### EXERCISE AIM
Print the entire listing below word for word, excluding its pictures.
· · ·
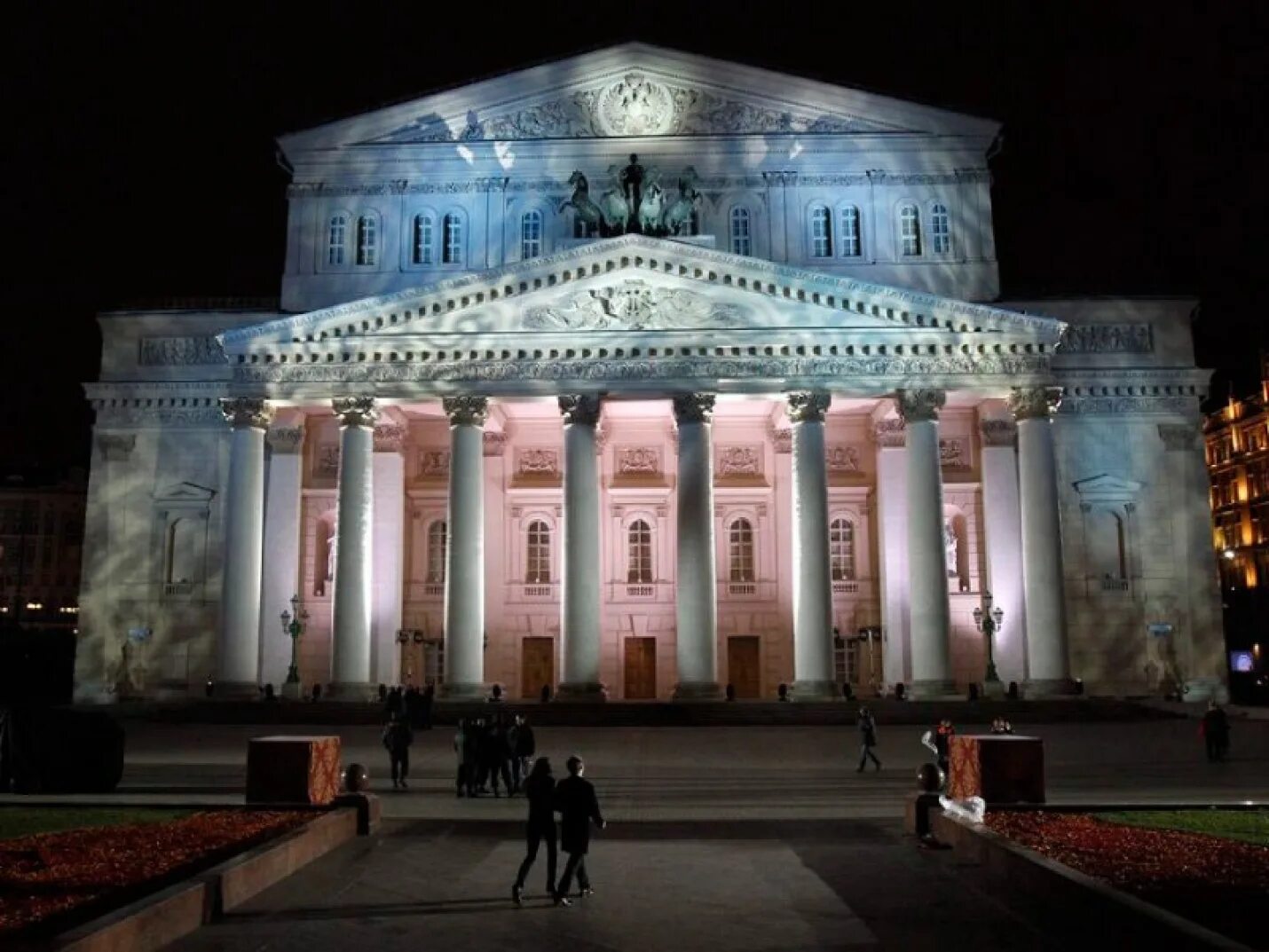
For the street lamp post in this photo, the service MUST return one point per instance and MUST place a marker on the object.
(294, 627)
(989, 621)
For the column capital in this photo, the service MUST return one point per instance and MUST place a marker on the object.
(890, 435)
(1178, 436)
(1033, 403)
(579, 407)
(390, 437)
(915, 405)
(285, 439)
(693, 407)
(997, 433)
(247, 412)
(806, 406)
(356, 412)
(466, 410)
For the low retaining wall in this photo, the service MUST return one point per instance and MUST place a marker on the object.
(155, 920)
(1132, 922)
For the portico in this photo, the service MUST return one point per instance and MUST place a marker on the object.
(658, 323)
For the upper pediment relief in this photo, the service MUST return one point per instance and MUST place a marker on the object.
(634, 105)
(634, 90)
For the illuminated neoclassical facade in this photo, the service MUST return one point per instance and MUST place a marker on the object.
(646, 374)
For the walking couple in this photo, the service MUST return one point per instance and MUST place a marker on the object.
(574, 799)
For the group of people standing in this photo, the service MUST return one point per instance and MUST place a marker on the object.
(492, 749)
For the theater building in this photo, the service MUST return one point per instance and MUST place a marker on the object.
(641, 374)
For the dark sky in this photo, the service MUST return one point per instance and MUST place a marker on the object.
(142, 158)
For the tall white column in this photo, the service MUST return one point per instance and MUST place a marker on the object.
(282, 542)
(1001, 518)
(929, 615)
(354, 548)
(697, 606)
(812, 586)
(1048, 669)
(580, 598)
(389, 547)
(465, 551)
(893, 539)
(239, 650)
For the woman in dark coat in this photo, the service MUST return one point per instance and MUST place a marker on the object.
(540, 791)
(578, 805)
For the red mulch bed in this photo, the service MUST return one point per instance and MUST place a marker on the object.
(1218, 883)
(51, 874)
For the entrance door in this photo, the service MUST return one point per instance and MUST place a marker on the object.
(539, 666)
(744, 665)
(640, 669)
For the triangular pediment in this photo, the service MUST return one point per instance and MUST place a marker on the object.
(634, 90)
(649, 286)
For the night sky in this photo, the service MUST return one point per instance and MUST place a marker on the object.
(141, 158)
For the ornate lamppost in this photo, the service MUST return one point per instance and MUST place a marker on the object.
(294, 626)
(989, 621)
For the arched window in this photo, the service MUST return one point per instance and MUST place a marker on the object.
(821, 232)
(639, 547)
(368, 240)
(740, 539)
(336, 239)
(537, 563)
(424, 249)
(452, 238)
(531, 235)
(741, 239)
(910, 230)
(941, 232)
(852, 245)
(437, 541)
(841, 550)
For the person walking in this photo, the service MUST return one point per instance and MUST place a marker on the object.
(540, 791)
(1215, 730)
(398, 739)
(523, 748)
(578, 806)
(867, 739)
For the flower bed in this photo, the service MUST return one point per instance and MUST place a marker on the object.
(1218, 883)
(56, 876)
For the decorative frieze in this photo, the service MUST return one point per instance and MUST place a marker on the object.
(639, 461)
(738, 461)
(579, 409)
(180, 352)
(997, 433)
(843, 460)
(808, 407)
(888, 435)
(247, 412)
(693, 407)
(1033, 403)
(1108, 339)
(285, 439)
(917, 405)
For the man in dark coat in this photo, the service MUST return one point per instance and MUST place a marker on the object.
(540, 791)
(576, 804)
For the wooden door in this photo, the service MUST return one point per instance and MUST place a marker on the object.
(537, 666)
(744, 665)
(640, 669)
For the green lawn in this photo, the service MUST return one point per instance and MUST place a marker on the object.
(24, 820)
(1246, 825)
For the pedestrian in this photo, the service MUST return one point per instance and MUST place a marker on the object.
(540, 791)
(867, 739)
(1215, 730)
(398, 739)
(578, 806)
(523, 748)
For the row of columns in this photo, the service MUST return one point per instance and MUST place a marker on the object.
(581, 621)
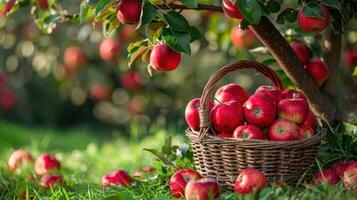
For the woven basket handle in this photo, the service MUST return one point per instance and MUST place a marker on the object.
(205, 117)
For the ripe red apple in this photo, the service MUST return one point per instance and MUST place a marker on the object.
(326, 176)
(129, 11)
(163, 58)
(271, 91)
(292, 94)
(109, 50)
(231, 92)
(248, 180)
(306, 131)
(117, 177)
(350, 176)
(283, 130)
(231, 10)
(310, 120)
(74, 57)
(192, 113)
(179, 180)
(132, 80)
(227, 116)
(50, 180)
(242, 38)
(310, 24)
(203, 189)
(248, 132)
(18, 158)
(260, 110)
(301, 50)
(294, 110)
(318, 70)
(46, 163)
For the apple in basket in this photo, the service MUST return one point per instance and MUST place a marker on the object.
(179, 180)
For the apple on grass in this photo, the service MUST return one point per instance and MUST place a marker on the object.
(179, 180)
(231, 92)
(283, 130)
(203, 189)
(248, 132)
(248, 180)
(260, 110)
(227, 116)
(192, 113)
(117, 177)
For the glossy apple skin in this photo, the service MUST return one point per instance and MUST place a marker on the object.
(260, 110)
(129, 11)
(326, 176)
(306, 131)
(46, 163)
(179, 180)
(318, 70)
(109, 50)
(248, 180)
(203, 189)
(312, 24)
(271, 91)
(294, 110)
(231, 10)
(301, 50)
(117, 177)
(227, 116)
(18, 158)
(283, 130)
(192, 115)
(248, 132)
(163, 58)
(50, 180)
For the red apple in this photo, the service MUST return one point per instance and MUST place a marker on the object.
(132, 80)
(326, 176)
(310, 24)
(192, 113)
(292, 94)
(306, 132)
(129, 11)
(117, 177)
(350, 176)
(179, 180)
(231, 92)
(248, 180)
(248, 132)
(46, 163)
(294, 110)
(301, 50)
(271, 91)
(109, 50)
(163, 58)
(231, 10)
(74, 57)
(18, 158)
(227, 116)
(283, 130)
(203, 189)
(260, 110)
(50, 180)
(318, 70)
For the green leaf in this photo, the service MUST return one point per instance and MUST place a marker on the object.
(148, 14)
(251, 10)
(177, 22)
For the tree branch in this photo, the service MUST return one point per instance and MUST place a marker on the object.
(294, 69)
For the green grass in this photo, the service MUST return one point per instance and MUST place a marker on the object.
(86, 155)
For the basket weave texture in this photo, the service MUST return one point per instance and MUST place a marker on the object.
(222, 159)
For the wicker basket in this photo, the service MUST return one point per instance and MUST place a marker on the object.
(222, 159)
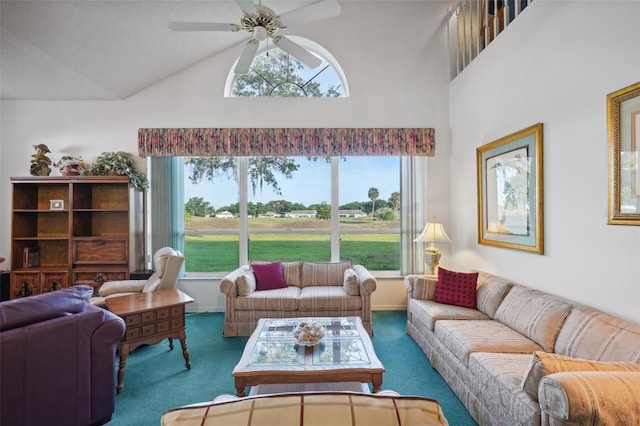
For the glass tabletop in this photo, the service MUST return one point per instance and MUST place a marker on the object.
(275, 346)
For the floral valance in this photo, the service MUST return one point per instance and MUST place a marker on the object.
(289, 142)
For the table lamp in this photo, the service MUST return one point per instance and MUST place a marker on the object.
(433, 233)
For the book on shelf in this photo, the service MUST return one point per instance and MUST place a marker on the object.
(30, 257)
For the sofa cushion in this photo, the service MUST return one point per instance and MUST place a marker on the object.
(429, 312)
(592, 334)
(465, 337)
(350, 283)
(269, 276)
(280, 299)
(543, 363)
(496, 380)
(29, 310)
(246, 283)
(537, 315)
(456, 288)
(292, 273)
(491, 292)
(327, 298)
(323, 273)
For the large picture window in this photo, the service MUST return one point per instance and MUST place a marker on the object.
(239, 209)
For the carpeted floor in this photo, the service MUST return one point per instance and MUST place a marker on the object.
(157, 380)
· · ·
### EXERCISE SOLUTION
For the street lamp post in this photo, the service MUST return one point per instance and MUST place a marker on the object.
(294, 627)
(989, 621)
For the column capital in this photo, the service MUST return one point per instance and MUST place a marker on the object.
(890, 435)
(1178, 436)
(1033, 403)
(579, 407)
(390, 437)
(915, 405)
(285, 439)
(693, 407)
(997, 433)
(247, 412)
(806, 406)
(356, 412)
(466, 410)
For the low retaining wall in this photo, the service MUST return one point per instance and MUST place a marker on the object.
(155, 920)
(1132, 922)
For the portico in this photo, the service MUST return one point per instance and MUST place a marker on the object.
(658, 323)
For the upper pediment relief in this photo, the service MUST return one point per instance and MUST place a marker on the object.
(634, 105)
(634, 90)
For the illuminated neoclassical facade in this photo, the service MUST return one point per instance and MUST place a marker on the object.
(646, 374)
For the walking couple in this photo, the service MUST return one point per instance and MUST place a marker on the object.
(574, 799)
For the group of people standing in this photo, the service MUST return one point per instance and MUST place a marker on the object.
(492, 749)
For the theater building in this photo, the service MUST return one point per instance and MUST place a marker on the object.
(641, 374)
For the dark sky in this photo, the service MUST return one point per instance and MUST place a marker on the object.
(142, 158)
For the tall white column in this photo, the service MUST return one point per instance and MUST place a marker on the object.
(282, 542)
(1001, 518)
(929, 615)
(354, 548)
(697, 606)
(812, 586)
(1048, 669)
(580, 598)
(389, 547)
(465, 551)
(893, 539)
(239, 650)
For the woman in dark coat in this photo, the service MUST return one point per instance and MUST place a marker on the object.
(540, 791)
(578, 805)
For the red mulch bed in this photo, the service MUST return one point per instance and MUST place a marker on the object.
(1218, 883)
(51, 874)
For the entrance door in this photo, the service MUST return one point per instance and MUST place a marker on the object.
(539, 666)
(744, 665)
(640, 669)
For the triangular pediment in this photo, the service MUST return one point per instance and MUST place a marker on the object.
(634, 90)
(649, 286)
For the night sky in this photo, the service MUST return one point per instance and MUST place a marker on the object.
(141, 158)
For the ornate lamppost in this photo, the service MUST return one point per instance and MUST place a marker on the object.
(294, 626)
(989, 621)
For the arched window in this photo, the service MUST return one point per instance and MUST place a marker on the object.
(821, 232)
(639, 547)
(368, 240)
(740, 539)
(336, 239)
(537, 563)
(424, 249)
(452, 238)
(531, 235)
(741, 239)
(910, 230)
(941, 232)
(852, 245)
(437, 541)
(841, 550)
For the person walking in this photo, the service MUST return one point per instance and MUST place a marker on the object.
(540, 791)
(1215, 730)
(398, 739)
(523, 748)
(578, 806)
(867, 739)
For the flower bed in this photo, the service MUST return one point per instance and MUST place a marker on the object.
(1218, 883)
(56, 876)
For the decorative frieze in this photo, the service MUST return one point per instance and MUST place a marker on the object.
(639, 461)
(738, 461)
(579, 409)
(180, 352)
(997, 433)
(843, 460)
(808, 407)
(888, 435)
(247, 412)
(693, 407)
(1033, 403)
(1108, 339)
(285, 439)
(917, 405)
For the man in dark coat in this photo, the service MUST return one point per instance and MUST place a marker on the object.
(540, 791)
(576, 804)
For the wooden door in this photo, the service MUST return one point per instance and MUST place a marker on the object.
(537, 666)
(744, 665)
(640, 669)
For the green lawn in this photo, the service MUST return one point per instance and MUST place a marker on the object.
(24, 820)
(1246, 825)
For the pedestrian in this photo, the service MUST return one point per instance and MUST place a marker on the object.
(540, 791)
(867, 739)
(1215, 730)
(398, 739)
(578, 806)
(523, 748)
For the row of columns in this photo, the service MUST return one point per instance and MUST place a marker on the object.
(581, 621)
For the woven basket handle in this photo, the service MUST return one point per instance and MUST place a marker on the object.
(205, 117)
For the ripe red apple in this photo, the service MUST return one point per instance and MUST place a marker on the object.
(326, 176)
(129, 11)
(163, 58)
(271, 91)
(292, 94)
(109, 50)
(231, 92)
(248, 180)
(306, 131)
(117, 177)
(350, 176)
(283, 130)
(231, 10)
(310, 120)
(74, 57)
(192, 113)
(179, 180)
(132, 80)
(227, 116)
(50, 180)
(242, 38)
(310, 24)
(203, 189)
(248, 132)
(18, 158)
(260, 110)
(301, 50)
(294, 110)
(318, 70)
(46, 163)
For the apple in basket in this photo, the service MUST return one point per instance and MUST place a marker on the object.
(179, 180)
For the apple on grass in this photo, the service MUST return one point per instance and MUST place a marker on the object.
(179, 180)
(231, 92)
(283, 130)
(203, 189)
(248, 132)
(248, 180)
(260, 110)
(227, 116)
(192, 113)
(117, 177)
For the glossy apple skin in this photo, the service MUST return one point per instance and MUST place a marker on the object.
(260, 110)
(129, 11)
(326, 176)
(306, 131)
(46, 163)
(179, 180)
(318, 70)
(109, 50)
(248, 180)
(203, 189)
(312, 24)
(271, 91)
(294, 110)
(231, 10)
(301, 50)
(117, 177)
(227, 116)
(18, 158)
(283, 130)
(192, 115)
(248, 132)
(163, 58)
(50, 180)
For the red apple in this photo, the service MUST return one point per instance and MUST place a marker on the object.
(132, 80)
(326, 176)
(310, 24)
(192, 113)
(292, 94)
(306, 132)
(129, 11)
(117, 177)
(350, 176)
(179, 180)
(231, 92)
(248, 180)
(248, 132)
(46, 163)
(294, 110)
(301, 50)
(271, 91)
(109, 50)
(163, 58)
(231, 10)
(74, 57)
(18, 158)
(227, 116)
(283, 130)
(203, 189)
(260, 110)
(50, 180)
(318, 70)
For the green leaf in this photo, the service MUST return one point per instance and MUST place a marker on the object.
(148, 14)
(251, 10)
(177, 22)
For the tree branch in this photo, the service MUST return one point per instance and MUST place a marker on the object.
(294, 69)
For the green grass in this photo, the service MUST return one point per instance and MUST place a marker on the object.
(86, 155)
For the basket weave texture in this photo, the service MUST return one point per instance and MUST place a marker on the object.
(222, 159)
For the wicker basket in this photo, the service MUST return one point per instance and MUST place a marker on the object.
(222, 159)
For the glass tabletop in this photo, the service MUST return one point per instance and MUST place a marker on the object.
(275, 346)
For the floral valance in this photo, the service MUST return one point per instance and MUST place a marker on the object.
(289, 142)
For the table lamp in this photo, the service MUST return one point per instance and MUST place a marker on the object.
(433, 233)
For the book on shelf in this photo, the service MUST return one point per instance and MUST place a marker on the object.
(30, 257)
For the sofa cushion in this photo, the service MUST return one point per instance and MUST place a marker on the object.
(429, 312)
(592, 334)
(465, 337)
(350, 283)
(269, 276)
(280, 299)
(543, 363)
(496, 380)
(29, 310)
(246, 283)
(537, 315)
(456, 288)
(292, 273)
(491, 292)
(327, 298)
(323, 273)
For the large picture window in this photo, the service MUST return one point per instance and MUST place a marker on the object.
(239, 209)
For the carpeted floor in this photo, the service MUST return one point per instance and MUST place a marker on the object.
(157, 380)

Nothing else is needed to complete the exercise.